### Description of the task
Rewrite these lines, substituting "occurrence" for "instance" and leaving everything else unchanged.

### Records provided
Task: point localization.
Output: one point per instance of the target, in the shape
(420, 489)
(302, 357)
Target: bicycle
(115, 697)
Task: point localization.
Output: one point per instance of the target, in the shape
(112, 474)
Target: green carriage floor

### Solution below
Task: point localization.
Output: one point per occurrence of the target, in the shape
(420, 489)
(302, 357)
Target: bicycle
(115, 697)
Task: point localization.
Output: one point per occurrence of the target, in the shape
(112, 474)
Target: green carriage floor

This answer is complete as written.